* [数据记录]:
┄┄┄┄┄┄

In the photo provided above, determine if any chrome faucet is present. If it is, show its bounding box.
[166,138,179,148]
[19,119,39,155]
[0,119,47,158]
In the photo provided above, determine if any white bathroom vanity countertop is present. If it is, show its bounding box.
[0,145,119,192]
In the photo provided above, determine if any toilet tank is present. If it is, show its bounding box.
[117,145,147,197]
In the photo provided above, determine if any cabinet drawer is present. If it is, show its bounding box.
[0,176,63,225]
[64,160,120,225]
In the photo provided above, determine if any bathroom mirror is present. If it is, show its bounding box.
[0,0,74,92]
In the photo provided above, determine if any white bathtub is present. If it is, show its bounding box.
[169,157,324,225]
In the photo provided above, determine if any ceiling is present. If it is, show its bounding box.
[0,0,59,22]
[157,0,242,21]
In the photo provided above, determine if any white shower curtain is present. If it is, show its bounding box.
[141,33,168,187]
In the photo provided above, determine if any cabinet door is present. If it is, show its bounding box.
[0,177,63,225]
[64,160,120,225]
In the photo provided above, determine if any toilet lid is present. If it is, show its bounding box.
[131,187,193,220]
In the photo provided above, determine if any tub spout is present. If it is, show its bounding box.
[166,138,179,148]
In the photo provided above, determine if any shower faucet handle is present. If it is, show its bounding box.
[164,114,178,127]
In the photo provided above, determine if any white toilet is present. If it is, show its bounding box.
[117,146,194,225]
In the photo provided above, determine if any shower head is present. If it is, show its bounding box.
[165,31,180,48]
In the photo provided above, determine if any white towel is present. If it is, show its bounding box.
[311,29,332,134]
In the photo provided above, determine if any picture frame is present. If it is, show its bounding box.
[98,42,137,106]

┄┄┄┄┄┄

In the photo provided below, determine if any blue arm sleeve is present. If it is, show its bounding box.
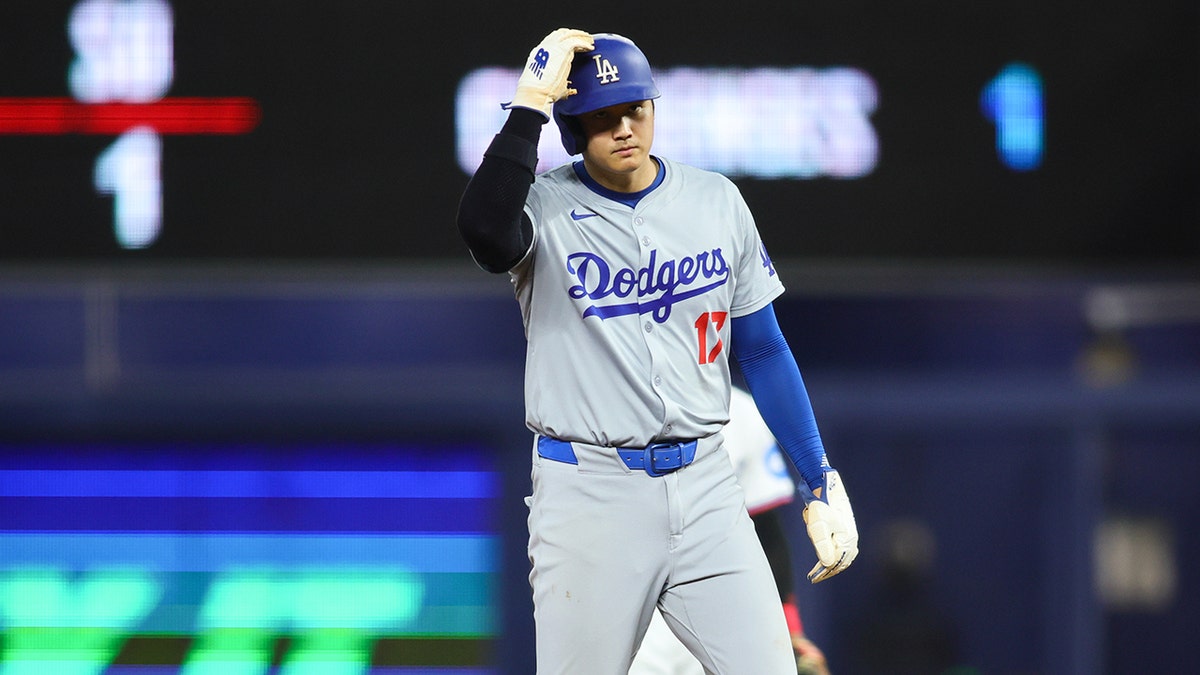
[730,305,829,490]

┄┄┄┄┄┄

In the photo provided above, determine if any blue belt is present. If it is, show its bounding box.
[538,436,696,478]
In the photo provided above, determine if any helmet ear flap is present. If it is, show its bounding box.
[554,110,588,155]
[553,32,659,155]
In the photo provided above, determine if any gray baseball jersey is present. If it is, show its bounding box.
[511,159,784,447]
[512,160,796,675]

┄┄┄┄┄┄

* [待做任务]: 修改以下各行并重新写出：从含有“In the photo provided above, determine if any white toilet”的那一行开始，到含有“[98,42,137,106]”的那一行结束，首尾两行都包括在内。把其中的“white towel”替换为“gray towel”，其余内容一律不变。

* [练习解答]:
In the photo provided above, determine if any white toilet is present. If it is, show its bounding box.
[117,146,194,225]
In the photo provided above, determine if any shower head is present. If it is, show its bounding box.
[165,31,180,48]
In the photo provided above, determine if any gray towel is present. If it is, show its bounding box.
[311,29,332,134]
In the photo provided above, determine if any picture frame is present. If it is, show its bounding box.
[98,42,137,106]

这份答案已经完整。